>> That's a great question Professor Carfania.
And it is unknown, but I would speculate,
this is probably definitely happening.
It is the idea that the players were given pain killers.
Even some without prescription while they were playing.
Painkillers mask the pain they suffer.
Sometimes the only way you know you are concussed is
because you have a headache or some sort of symptom related to pain like that.
And if the drugs took that away, you wouldn't recognize whom you
working cost and what we believe is, if you continue to play through a concussion,
you make the damage much worse,
you may make it more likely that you have longer term problems.
So probably what happened there is they they medicated people through concussions
and that caused more severe brain damage, and so there is some
relationship there although it's basically impossible to perfectly tease out.
But the reality is, we shouldn't be doping up these football players because they
need to know when they're injured so they can get off the field.
>> Chris, how do you react to a defense that's often times raised,
you waived your rights, you assumed the risk.
You allowed the team doc, to put you back in the game when maybe you were woozy.
You lived it.
You said yourself as a WWE, put me in coach, I'm okay.
So many of these athletes say, I don't want to admit I've been injured, or
it might be the end of my career.
What's your gut on that, go, no go,
about the defense of you assumed the risk and thereby, waived your rights?
>> Yeah, I don't buy the you assume your risk.
There's nothing really empirical about concussion and
that's why we need experts treating it.
So it's basically the doctors job to know that when you suffer a brain injury,
don't keep getting hit in the head.
And if they were allowing you to go back in against what were known protocols.
I mean you can go back into the literature and find in 1905 the Harvard football team
kept their captain out of the game for a concussion.
In 1945, not to be all Harvard here.
But the Harvard team doctor retired every player that got three concussions and
they were never allowed to go back into the game.
So, people knew this, and if you were treating patients,
you should have known to keep them out, and I look back and
think when I was injured I was 24, I had a Harvard degree,
I had no concept of what was going on.
That really was the medical staff's job.
So not only did they have, were need that to happen, but
also athletes never knew what they were getting into.
People say that, it's not true.
Everyone started playing football when they were a minor, when they were a child,
I was 13.
I certainly didn't know what I was getting into and
at no point along the way when I shifted from being a child to being an adult,
did anyone sit down and inform me of that risk, that never happened.

[Records excerpted from a collection]
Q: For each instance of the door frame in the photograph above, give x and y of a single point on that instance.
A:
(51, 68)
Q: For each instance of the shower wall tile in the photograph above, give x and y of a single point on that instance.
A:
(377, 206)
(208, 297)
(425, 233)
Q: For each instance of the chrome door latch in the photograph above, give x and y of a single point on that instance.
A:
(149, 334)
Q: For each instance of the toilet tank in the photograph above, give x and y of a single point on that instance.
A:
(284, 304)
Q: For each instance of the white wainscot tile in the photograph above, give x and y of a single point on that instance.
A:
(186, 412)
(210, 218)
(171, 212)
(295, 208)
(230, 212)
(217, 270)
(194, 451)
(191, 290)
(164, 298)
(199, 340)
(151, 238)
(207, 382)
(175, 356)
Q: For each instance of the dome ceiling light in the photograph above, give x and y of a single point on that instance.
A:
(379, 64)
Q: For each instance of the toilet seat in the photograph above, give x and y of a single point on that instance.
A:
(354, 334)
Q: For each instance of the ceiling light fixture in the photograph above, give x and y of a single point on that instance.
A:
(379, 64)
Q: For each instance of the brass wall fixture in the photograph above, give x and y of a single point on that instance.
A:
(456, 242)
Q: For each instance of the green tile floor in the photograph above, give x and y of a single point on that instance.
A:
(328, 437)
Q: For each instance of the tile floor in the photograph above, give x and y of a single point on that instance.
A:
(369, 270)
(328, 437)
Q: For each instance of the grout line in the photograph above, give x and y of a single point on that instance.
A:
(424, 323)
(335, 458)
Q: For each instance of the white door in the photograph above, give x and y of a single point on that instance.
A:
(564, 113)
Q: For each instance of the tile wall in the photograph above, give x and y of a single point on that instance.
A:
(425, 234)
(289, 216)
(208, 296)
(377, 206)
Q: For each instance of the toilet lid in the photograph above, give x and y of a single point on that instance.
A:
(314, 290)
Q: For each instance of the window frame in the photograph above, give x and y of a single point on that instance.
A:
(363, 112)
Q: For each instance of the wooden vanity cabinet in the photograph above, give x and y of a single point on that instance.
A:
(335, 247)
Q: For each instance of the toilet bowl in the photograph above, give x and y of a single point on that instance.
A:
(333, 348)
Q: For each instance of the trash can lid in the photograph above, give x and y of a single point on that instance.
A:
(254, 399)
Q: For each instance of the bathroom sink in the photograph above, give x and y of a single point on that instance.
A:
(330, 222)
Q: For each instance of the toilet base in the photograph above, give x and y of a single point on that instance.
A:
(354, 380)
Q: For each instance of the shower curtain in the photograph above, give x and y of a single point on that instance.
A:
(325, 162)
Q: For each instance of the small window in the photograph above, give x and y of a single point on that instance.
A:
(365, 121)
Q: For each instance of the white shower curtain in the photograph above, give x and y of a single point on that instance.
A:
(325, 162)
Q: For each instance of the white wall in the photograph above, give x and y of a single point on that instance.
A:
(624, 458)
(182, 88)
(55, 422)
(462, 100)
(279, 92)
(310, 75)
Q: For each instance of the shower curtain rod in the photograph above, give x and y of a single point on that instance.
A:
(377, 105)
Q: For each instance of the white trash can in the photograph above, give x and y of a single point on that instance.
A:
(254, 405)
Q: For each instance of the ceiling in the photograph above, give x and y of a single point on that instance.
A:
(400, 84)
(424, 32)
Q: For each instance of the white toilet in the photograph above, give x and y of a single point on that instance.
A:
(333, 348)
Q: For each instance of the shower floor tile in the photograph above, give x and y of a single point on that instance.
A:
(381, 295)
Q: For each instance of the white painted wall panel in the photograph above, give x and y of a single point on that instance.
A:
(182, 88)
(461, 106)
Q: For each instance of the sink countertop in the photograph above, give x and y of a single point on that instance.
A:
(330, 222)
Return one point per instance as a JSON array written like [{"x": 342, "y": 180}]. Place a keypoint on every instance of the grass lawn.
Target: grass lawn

**Problems and tasks:**
[1] Based on the concussion interview, mark each statement yes or no. Quote the exact words from the text that decide it.
(a) In 1905 the Harvard football team kept its captain out of the game for a concussion.
(b) The speaker started playing football at age 24.
(c) The Harvard team doctor retired every player who got two concussions.
[2] Answer each question from the concussion interview.
(a) What do painkillers do to the pain players suffer?
(b) How old was the speaker when injured?
(c) What did the Harvard team doctor do with every player who got three concussions?

**Answers to the exercises:**
[1]
(a) Yes: "find in 1905 the Harvard football team kept their captain out of the game for a concussion"
(b) No: "I was 13."
(c) No: "the Harvard team doctor retired every player that got three concussions"

[2]
(a) They mask it.
(b) 24.
(c) Retired them, and they were never allowed to go back into the game.